* _Records for the task_
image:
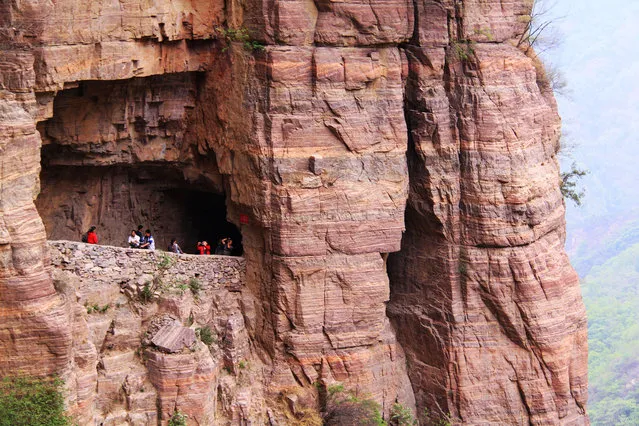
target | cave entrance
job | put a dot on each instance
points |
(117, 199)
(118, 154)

==

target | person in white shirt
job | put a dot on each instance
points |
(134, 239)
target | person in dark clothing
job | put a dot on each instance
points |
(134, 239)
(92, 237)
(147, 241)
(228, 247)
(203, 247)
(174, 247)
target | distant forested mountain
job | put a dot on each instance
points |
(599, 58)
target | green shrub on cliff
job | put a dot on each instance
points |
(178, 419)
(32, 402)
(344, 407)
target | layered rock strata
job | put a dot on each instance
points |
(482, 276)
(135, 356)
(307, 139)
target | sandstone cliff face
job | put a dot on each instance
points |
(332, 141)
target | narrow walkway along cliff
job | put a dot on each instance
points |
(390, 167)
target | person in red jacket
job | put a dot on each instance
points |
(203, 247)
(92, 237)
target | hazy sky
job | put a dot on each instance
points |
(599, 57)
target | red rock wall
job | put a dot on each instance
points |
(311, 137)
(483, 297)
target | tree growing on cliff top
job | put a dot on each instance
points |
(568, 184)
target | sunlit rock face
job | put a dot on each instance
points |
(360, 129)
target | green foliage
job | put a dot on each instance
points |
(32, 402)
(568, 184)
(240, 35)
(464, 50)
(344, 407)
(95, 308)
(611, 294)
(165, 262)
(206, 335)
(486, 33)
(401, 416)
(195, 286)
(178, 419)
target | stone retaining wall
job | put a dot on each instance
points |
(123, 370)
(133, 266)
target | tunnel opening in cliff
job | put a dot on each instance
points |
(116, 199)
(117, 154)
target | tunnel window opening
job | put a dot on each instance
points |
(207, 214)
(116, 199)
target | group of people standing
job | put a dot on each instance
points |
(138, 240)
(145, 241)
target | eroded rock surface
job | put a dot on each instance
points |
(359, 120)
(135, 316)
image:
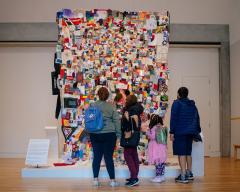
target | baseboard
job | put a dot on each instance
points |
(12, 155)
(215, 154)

...

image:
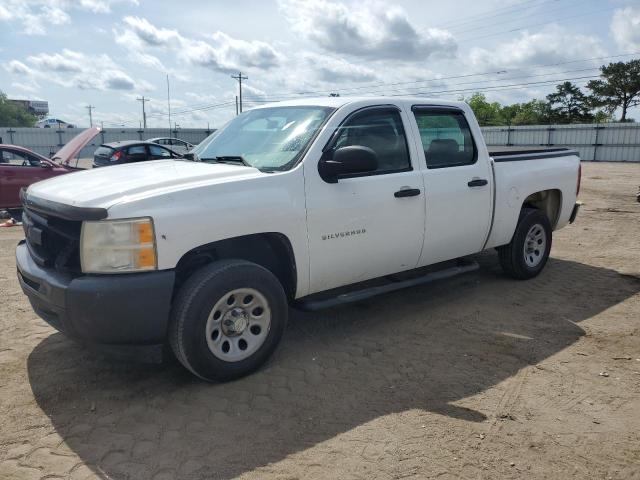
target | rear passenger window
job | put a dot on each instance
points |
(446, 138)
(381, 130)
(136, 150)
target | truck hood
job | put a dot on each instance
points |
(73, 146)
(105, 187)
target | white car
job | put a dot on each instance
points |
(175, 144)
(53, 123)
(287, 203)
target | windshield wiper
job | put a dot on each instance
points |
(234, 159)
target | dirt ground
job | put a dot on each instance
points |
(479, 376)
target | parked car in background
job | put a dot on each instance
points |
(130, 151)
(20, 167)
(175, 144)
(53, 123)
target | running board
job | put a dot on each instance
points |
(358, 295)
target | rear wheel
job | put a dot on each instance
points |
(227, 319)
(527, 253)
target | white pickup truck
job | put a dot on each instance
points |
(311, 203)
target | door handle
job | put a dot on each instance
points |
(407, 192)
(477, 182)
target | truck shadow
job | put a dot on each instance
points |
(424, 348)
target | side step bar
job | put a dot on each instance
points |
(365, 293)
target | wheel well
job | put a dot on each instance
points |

* _Goal_
Pull out every line in the items above that contains the string "cliff". Treat the match as case-sensitive.

* _Result of this task_
target | green shrub on cliff
target | sandstone cliff face
target | narrow walkway along cliff
target | tree growing on cliff top
target | tunnel opening in cliff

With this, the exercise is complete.